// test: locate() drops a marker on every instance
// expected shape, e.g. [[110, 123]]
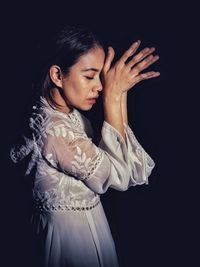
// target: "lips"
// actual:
[[92, 98]]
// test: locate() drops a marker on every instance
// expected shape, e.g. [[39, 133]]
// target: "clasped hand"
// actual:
[[122, 76]]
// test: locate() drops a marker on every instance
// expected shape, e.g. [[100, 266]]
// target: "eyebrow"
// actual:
[[93, 69]]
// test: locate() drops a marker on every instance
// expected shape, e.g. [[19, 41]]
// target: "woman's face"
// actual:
[[82, 85]]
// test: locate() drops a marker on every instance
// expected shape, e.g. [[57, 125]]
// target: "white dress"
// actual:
[[70, 173]]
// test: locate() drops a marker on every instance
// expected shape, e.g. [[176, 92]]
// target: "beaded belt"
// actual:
[[46, 207]]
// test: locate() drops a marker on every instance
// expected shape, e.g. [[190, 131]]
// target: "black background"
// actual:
[[154, 224]]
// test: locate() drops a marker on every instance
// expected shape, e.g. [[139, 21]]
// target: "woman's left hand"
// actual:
[[125, 75]]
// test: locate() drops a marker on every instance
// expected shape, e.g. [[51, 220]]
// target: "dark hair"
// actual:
[[64, 50]]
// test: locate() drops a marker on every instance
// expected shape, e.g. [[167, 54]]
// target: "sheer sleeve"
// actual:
[[110, 164]]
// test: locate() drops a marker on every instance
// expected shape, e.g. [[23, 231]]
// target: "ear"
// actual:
[[56, 75]]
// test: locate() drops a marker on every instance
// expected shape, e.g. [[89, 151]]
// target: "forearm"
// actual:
[[113, 114], [124, 108]]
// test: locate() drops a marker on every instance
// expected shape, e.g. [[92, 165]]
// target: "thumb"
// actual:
[[109, 59]]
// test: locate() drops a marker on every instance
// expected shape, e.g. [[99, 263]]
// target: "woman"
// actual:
[[68, 167]]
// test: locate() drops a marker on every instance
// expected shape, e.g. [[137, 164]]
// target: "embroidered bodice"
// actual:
[[69, 170]]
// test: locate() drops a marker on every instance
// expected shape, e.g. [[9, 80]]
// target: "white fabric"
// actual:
[[70, 172]]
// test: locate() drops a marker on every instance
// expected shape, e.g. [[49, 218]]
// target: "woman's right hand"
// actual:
[[123, 76]]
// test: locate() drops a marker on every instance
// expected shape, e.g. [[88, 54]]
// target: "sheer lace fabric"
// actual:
[[70, 172]]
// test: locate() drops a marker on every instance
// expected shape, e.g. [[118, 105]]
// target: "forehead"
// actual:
[[94, 58]]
══════════
Render every line of the material above as a JSON array of strings, one string per line, with blank lines skipped. Leave the picture out of the array.

[
  "// test: locate() drops a marker on every instance",
  "// expected shape, e.g. [[110, 123]]",
  "// target: \"lips\"",
  "// actual:",
  "[[92, 98]]",
  "// test: locate() drops a marker on every instance",
  "// expected shape, e.g. [[39, 133]]",
  "// target: \"clasped hand\"",
  "// actual:",
  "[[122, 76]]",
  "// test: locate() drops a marker on every instance",
  "// expected shape, e.g. [[100, 266]]",
  "// target: \"eyebrow\"",
  "// actual:",
  "[[93, 69]]",
  "// test: locate() drops a marker on every instance",
  "// expected shape, e.g. [[19, 41]]",
  "// target: \"woman's face\"",
  "// actual:",
  "[[82, 85]]",
  "// test: locate() drops a marker on every instance",
  "// expected shape, e.g. [[57, 125]]",
  "// target: \"white dress\"",
  "// actual:",
  "[[70, 173]]",
  "// test: locate() drops a marker on every instance",
  "// expected shape, e.g. [[176, 92]]",
  "// target: \"beaded belt\"",
  "// actual:",
  "[[46, 207]]",
  "// test: locate() drops a marker on every instance",
  "// expected shape, e.g. [[190, 131]]",
  "// target: \"black background\"",
  "// actual:",
  "[[154, 224]]",
  "// test: locate() drops a marker on every instance",
  "// expected shape, e.g. [[139, 21]]",
  "// target: \"woman's left hand\"",
  "// actual:",
  "[[125, 75]]",
  "// test: locate() drops a marker on every instance",
  "// expected shape, e.g. [[51, 220]]",
  "// target: \"dark hair\"",
  "// actual:",
  "[[64, 50]]",
  "// test: locate() drops a marker on every instance",
  "// expected shape, e.g. [[167, 54]]",
  "// target: \"sheer sleeve\"",
  "// actual:",
  "[[110, 164]]",
  "// test: locate() drops a marker on every instance",
  "// expected shape, e.g. [[23, 231]]",
  "// target: \"ear\"",
  "// actual:",
  "[[56, 75]]",
  "// test: locate() drops a marker on every instance",
  "// expected shape, e.g. [[89, 151]]",
  "// target: \"forearm\"",
  "// actual:",
  "[[113, 114], [124, 108]]",
  "// test: locate() drops a marker on every instance",
  "// expected shape, e.g. [[92, 165]]",
  "// target: \"thumb\"",
  "// actual:",
  "[[109, 59]]",
  "// test: locate() drops a marker on every instance",
  "// expected shape, e.g. [[99, 263]]",
  "// target: \"woman\"",
  "// actual:",
  "[[68, 167]]",
  "// test: locate() drops a marker on every instance",
  "// expected shape, e.g. [[137, 164]]",
  "// target: \"embroidered bodice\"",
  "// actual:",
  "[[69, 170]]",
  "// test: locate() drops a marker on every instance",
  "// expected shape, e.g. [[9, 80]]",
  "// target: \"white fabric\"",
  "// actual:",
  "[[70, 172]]",
  "// test: locate() drops a marker on every instance",
  "// expected shape, e.g. [[49, 218]]",
  "// target: \"woman's right hand\"",
  "// actual:",
  "[[123, 76]]",
  "// test: locate() drops a marker on every instance",
  "// expected shape, e.g. [[88, 54]]",
  "// target: \"sheer lace fabric\"",
  "// actual:",
  "[[70, 172]]",
  "// test: locate() drops a marker on every instance",
  "// expected shape, e.g. [[118, 105]]",
  "// target: \"forehead\"",
  "// actual:",
  "[[94, 58]]"
]